**About this exercise**
Can you write out the part of the course page starting with "DS 560. Principles" and going on through "or by appointment.", word for word?

**Source text**
--------------------------------------------------
Pennsylvania State University

Pennsylvania State University

Principles of Causal Inference

Course Descripton

DS 560. Principles of Causal Inference.

Course Staff

The Fall 2022 offering of Principles of Causal Inference is taught by Professor Vasant Honavar.

Course Schedule

Lectures:Tuesday, Thursday - 3:05pm to 4:20pm, W219, Westgate Building

Office Hours:

   Vasant Honavar: Tuesday 4:30pm - 5:30pm or by appointment.

Course Overview

Course Description: Representing, reasoning with, and learning causal effects and causal models from observational and experimental data is a hallmark of intelligence. It is also central to all scientific endeavors. Many of the difficulties in establishing the validity, generalizability, and reproducibility of scientific findings can be traced to inadequate attention to their causal underpinnings. Modern machine learning methods have been incredibly successful in building predictive models (e.g., for health risks from genetics, lifestyle, and other factors) from observational data. However, they are fundamentally about finding and using complex correlations between a set of predictive variables (e.g., genetics, lifestyle) and the outcome of interest (e.g., health risk). Consequently, they are fundamentally incapable of answering causal questions e.g., How would one’s risk of heart disease change if one were to quit smoking? More importantly, predictive models constructed solely from observational data can yield misleading conclusions (e.g., about the effectiveness of a drug to cure a disease). Drawing valid conclusions in such settings calls for principled methods and tools for causal modeling and causal inference. Fortunately, we there has been more progress on foundations and methods of causal modeling and causal inference in the past 3 decades than the rest of human existence.

This course will give students a rigorous yet accessible treatment of the theoretical underpinnings, and practice of causal inference from observational and experimental data. Topics covered include: pitfalls of standard machine learning algorithms when applied to observational data; causal inference in the absence of randomized control trials; causal effects and counterfactuals; eliciting causal effects from observations; the Causal Bayesian Network framework for causal inference - do-calculus, identifiability of causal effects from observations and experiments; the Potential Outcomes framework for causal inference - matching and propensity score-based methods and their advanced variants for counterfactual inference; the relationship between the Potential Outcomes and causal Bayes Networks; and learning causal models from observations and experiments. The course will give a principled treatment to confounders as well as practical approaches to cope with them. Additional topics to be covered include mediation analysis; advanced machine learning methods for causal effect estimation; causal transportability; selection bias; and meta-analysis.
--------------------------------------------------
**Recorded information**
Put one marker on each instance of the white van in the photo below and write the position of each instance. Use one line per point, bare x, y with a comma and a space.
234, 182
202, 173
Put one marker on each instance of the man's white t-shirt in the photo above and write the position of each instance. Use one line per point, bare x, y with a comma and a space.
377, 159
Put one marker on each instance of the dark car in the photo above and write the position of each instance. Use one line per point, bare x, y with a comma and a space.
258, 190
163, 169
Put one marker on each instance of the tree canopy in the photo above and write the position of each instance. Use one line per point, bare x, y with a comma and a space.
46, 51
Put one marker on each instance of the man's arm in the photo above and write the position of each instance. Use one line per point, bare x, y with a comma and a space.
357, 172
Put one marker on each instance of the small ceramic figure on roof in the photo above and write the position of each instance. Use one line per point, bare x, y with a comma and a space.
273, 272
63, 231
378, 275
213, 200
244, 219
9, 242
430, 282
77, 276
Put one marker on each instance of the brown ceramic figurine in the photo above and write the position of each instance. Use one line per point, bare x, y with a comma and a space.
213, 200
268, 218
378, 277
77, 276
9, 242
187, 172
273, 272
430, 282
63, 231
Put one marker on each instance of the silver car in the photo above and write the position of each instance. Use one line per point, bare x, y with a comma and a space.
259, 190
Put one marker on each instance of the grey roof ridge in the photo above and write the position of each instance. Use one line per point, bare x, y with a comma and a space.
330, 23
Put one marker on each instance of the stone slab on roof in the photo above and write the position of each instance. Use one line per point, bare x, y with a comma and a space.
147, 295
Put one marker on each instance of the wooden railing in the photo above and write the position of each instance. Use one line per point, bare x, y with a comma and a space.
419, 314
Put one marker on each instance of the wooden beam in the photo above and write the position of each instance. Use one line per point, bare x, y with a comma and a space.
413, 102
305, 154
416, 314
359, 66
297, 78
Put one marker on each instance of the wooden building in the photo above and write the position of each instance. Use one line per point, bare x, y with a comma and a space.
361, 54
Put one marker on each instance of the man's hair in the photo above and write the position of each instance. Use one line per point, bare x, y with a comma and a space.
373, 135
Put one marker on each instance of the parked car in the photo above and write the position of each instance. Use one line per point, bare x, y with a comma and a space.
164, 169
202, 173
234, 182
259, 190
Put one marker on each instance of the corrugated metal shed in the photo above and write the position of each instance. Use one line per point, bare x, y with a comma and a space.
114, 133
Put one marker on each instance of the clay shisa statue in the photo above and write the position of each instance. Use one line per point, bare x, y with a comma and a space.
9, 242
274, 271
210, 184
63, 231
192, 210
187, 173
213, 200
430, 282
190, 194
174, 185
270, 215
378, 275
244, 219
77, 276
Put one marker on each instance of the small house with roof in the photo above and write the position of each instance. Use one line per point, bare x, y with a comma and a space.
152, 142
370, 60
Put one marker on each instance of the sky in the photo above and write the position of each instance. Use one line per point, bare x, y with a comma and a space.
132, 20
--------------------------------------------------
**Answer to this exercise**
DS 560. Principles of Causal Inference.

Course Staff

The Fall 2022 offering of Principles of Causal Inference is taught by Professor Vasant Honavar.

Course Schedule

Lectures:Tuesday, Thursday - 3:05pm to 4:20pm, W219, Westgate Building

Office Hours:

   Vasant Honavar: Tuesday 4:30pm - 5:30pm or by appointment.